There is no Ed Wood-directed film in the IMDb Bottom 100

Posted on March 2, 2010
Filed Under Ed Wood

The users at IMDb say Ed Wood’s worst movie is The Sinister Urge (1960), his pornography-racket drama and last legit film before sliding into exploitation and porn. The voters score it 1.9. Anything under 3.0 is a real stinker; below 2.5 is Bottom 100 territory. The Sinister Urge is spared a place on the list because the Database requires that a film receive at least 1,500 votes to make the Bottom 100, and at the moment The Sinister Urge has only about half that number.

I’m 80 percent confident I’ve seen all the MST3K episodes, which means I’ve probably seen The Sinister Urge, but I have no memory of the episode or of the film as usually described. I’ve seen the rest of the canonical Wood films more than once—I’m a fan—and wouldn’t score any of them as low as the voters have scored The Sinister Urge. The worst Wood-helmed film I’ve seen is his next-to-last legit feature, Night of the Ghouls, the disassociated old-dark-house shambles he lost to unpaid lab fees. Voters have Night of the Ghouls at 2.8. No argument here. It’s a bad movie. Occasionally charming, but bad.

Stored records:
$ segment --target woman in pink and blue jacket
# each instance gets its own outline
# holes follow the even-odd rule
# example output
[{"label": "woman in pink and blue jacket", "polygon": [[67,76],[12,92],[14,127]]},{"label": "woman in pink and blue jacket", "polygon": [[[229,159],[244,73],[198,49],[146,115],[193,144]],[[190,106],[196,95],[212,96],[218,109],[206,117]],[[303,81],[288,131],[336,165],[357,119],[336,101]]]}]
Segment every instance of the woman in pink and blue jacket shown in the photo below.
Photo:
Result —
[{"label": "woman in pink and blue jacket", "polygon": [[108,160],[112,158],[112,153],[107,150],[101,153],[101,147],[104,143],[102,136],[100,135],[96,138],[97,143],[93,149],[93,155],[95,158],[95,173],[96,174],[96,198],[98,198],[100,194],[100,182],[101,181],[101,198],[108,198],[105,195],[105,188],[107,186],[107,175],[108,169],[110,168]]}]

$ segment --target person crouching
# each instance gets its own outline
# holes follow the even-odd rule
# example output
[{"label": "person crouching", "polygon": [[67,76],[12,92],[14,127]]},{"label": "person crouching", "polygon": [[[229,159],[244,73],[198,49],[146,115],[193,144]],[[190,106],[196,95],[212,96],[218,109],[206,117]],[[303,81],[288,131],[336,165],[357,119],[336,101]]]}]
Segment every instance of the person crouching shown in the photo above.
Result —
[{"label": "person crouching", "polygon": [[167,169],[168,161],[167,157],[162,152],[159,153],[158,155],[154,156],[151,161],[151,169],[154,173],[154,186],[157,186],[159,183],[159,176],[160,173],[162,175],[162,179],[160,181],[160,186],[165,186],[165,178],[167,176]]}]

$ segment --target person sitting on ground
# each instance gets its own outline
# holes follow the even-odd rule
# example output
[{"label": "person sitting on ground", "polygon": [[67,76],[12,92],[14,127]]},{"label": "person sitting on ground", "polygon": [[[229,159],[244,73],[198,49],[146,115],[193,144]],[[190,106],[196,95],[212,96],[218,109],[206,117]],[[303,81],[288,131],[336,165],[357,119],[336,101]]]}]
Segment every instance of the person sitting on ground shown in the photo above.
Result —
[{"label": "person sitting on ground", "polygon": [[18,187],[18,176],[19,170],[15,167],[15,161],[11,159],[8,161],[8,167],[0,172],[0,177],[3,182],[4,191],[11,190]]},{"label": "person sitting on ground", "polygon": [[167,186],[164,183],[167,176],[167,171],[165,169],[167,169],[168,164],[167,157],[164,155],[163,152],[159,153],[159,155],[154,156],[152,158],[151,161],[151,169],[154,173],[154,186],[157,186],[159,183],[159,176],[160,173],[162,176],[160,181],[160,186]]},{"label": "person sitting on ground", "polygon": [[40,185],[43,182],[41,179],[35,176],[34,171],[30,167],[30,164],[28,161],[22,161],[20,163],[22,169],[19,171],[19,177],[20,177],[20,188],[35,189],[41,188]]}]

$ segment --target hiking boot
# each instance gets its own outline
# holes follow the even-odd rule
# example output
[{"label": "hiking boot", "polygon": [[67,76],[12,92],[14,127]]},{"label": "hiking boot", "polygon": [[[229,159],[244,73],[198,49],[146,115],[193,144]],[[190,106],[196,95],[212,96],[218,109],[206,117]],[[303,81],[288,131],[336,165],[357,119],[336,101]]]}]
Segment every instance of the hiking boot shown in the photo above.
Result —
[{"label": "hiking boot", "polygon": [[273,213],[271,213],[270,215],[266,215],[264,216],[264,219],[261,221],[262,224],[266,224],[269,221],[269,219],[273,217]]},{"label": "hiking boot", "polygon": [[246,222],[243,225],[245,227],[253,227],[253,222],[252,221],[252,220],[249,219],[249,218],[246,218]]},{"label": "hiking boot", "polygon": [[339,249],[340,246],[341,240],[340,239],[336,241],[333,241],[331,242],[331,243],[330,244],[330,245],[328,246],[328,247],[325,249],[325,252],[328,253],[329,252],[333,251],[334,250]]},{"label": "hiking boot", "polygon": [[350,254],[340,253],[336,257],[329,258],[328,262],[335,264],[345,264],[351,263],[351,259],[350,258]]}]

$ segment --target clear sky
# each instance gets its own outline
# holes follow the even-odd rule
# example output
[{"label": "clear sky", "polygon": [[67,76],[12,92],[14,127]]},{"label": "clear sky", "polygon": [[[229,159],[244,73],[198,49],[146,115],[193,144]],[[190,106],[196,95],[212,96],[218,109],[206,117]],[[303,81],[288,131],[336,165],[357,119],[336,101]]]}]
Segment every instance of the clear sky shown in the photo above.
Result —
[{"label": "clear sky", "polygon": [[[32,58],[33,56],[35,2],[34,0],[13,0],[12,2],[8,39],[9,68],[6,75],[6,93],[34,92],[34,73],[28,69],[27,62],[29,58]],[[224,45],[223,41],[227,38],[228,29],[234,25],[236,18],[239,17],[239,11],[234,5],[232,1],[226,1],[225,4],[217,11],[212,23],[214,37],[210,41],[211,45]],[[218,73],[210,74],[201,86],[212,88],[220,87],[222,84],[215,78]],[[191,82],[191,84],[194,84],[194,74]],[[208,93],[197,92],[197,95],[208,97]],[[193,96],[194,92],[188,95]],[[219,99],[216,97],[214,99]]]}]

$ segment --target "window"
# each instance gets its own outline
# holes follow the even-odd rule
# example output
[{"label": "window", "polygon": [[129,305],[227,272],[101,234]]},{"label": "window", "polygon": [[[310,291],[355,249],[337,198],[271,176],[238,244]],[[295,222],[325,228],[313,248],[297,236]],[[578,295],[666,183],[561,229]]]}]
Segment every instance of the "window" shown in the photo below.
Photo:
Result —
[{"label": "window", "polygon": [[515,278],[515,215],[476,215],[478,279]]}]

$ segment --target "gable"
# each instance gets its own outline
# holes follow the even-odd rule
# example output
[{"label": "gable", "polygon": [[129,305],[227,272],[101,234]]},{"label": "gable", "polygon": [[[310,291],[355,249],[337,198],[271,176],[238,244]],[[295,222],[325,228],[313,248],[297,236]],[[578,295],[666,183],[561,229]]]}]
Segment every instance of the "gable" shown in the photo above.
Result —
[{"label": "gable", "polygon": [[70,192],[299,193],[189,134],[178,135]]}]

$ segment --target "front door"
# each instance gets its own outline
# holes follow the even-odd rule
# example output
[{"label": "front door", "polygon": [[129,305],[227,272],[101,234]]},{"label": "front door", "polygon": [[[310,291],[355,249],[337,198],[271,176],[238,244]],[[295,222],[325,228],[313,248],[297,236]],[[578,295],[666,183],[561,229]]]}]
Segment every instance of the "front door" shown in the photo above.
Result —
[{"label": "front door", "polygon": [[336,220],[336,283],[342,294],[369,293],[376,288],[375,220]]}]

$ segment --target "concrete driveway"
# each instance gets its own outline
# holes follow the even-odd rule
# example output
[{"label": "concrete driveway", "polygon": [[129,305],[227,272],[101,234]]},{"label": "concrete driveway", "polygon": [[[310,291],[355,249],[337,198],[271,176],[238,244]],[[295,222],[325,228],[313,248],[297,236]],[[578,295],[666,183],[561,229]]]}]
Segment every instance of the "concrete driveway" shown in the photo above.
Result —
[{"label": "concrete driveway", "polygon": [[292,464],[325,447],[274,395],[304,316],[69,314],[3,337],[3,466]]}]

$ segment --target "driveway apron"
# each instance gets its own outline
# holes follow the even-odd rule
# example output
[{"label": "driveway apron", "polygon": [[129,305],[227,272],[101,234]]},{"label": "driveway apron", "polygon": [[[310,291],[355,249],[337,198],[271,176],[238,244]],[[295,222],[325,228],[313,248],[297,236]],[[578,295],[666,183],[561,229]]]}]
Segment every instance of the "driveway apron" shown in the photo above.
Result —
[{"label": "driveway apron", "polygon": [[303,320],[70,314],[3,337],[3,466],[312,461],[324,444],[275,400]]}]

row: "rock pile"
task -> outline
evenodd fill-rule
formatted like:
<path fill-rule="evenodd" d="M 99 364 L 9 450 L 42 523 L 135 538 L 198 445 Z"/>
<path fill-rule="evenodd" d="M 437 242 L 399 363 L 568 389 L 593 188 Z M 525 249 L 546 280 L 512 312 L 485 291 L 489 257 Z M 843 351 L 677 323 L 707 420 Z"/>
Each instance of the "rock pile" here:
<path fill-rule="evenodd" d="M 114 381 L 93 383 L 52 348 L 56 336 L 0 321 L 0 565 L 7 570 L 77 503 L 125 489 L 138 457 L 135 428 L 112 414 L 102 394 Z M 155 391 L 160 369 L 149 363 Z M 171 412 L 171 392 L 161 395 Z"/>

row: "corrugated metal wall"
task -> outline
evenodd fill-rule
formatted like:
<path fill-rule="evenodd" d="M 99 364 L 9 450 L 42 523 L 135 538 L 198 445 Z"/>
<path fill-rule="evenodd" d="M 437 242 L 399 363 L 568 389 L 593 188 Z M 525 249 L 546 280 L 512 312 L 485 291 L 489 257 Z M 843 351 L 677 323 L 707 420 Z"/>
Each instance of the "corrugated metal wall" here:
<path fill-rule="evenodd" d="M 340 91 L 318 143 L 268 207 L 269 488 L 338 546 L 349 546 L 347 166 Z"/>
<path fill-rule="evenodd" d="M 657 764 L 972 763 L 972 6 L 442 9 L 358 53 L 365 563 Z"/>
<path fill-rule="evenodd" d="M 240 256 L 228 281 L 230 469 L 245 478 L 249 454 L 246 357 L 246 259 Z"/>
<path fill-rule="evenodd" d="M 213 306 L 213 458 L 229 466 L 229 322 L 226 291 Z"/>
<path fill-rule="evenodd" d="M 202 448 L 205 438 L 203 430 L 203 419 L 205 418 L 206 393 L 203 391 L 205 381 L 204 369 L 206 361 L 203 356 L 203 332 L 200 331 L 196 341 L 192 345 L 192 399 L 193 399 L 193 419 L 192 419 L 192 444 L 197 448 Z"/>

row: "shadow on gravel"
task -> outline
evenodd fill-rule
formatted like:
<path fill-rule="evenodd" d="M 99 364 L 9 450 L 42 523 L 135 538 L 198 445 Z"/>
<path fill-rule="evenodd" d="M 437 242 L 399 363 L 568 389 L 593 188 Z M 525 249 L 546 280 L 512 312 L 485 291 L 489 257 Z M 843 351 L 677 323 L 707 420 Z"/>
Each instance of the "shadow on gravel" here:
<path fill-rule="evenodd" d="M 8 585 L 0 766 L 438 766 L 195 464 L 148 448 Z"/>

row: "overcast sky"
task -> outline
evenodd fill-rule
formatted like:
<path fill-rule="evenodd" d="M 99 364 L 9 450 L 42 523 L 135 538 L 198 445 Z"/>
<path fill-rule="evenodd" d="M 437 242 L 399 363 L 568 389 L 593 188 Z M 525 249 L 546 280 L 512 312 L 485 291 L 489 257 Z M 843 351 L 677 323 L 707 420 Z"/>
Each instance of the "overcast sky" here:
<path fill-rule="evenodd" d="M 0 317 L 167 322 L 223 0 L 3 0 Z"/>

__HOW TO COMPLETE THIS TASK__:
Per the blog post, what is the minimum number of votes a film needs to qualify for the IMDb Bottom 100?

__SOLUTION TO THE EXERCISE__:
A film must receive at least 1,500 votes.